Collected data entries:
□ □ □ □ □ □ □
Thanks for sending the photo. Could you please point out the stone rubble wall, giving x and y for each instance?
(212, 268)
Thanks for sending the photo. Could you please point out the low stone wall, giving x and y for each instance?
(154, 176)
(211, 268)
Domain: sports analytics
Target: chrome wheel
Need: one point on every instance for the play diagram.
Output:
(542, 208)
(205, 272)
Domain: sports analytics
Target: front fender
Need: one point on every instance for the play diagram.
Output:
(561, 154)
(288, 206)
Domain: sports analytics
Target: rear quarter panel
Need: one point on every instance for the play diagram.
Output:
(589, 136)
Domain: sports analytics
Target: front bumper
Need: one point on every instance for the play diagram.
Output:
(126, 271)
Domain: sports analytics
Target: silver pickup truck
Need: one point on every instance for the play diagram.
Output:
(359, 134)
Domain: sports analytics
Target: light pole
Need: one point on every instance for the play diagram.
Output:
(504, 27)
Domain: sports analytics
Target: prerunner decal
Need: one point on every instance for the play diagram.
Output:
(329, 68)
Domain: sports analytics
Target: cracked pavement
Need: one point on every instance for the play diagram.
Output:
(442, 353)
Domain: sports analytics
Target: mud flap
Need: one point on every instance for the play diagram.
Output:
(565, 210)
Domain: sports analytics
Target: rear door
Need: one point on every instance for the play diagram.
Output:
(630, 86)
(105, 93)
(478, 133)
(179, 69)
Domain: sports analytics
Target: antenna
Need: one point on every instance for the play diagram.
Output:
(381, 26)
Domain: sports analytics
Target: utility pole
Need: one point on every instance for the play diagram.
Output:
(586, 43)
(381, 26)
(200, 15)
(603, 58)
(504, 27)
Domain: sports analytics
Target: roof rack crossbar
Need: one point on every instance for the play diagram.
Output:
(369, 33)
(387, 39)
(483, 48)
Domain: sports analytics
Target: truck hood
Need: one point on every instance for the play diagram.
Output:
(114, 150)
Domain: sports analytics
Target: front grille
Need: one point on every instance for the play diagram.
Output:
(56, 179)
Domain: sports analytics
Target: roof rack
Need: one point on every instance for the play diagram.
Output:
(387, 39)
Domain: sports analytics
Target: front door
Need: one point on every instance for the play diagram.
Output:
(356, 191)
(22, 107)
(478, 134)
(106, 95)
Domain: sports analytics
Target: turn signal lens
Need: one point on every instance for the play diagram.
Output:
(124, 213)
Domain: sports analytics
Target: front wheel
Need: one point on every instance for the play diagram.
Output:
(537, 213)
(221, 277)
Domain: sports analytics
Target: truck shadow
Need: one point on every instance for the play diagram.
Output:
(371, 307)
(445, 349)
□ □ □ □ □ □ □
__Task details__. In the records above, find each line with the string "front" and list it.

__Answer box__.
Target: front fender
Target: front bumper
Target: front grille
Target: front door
Target: front wheel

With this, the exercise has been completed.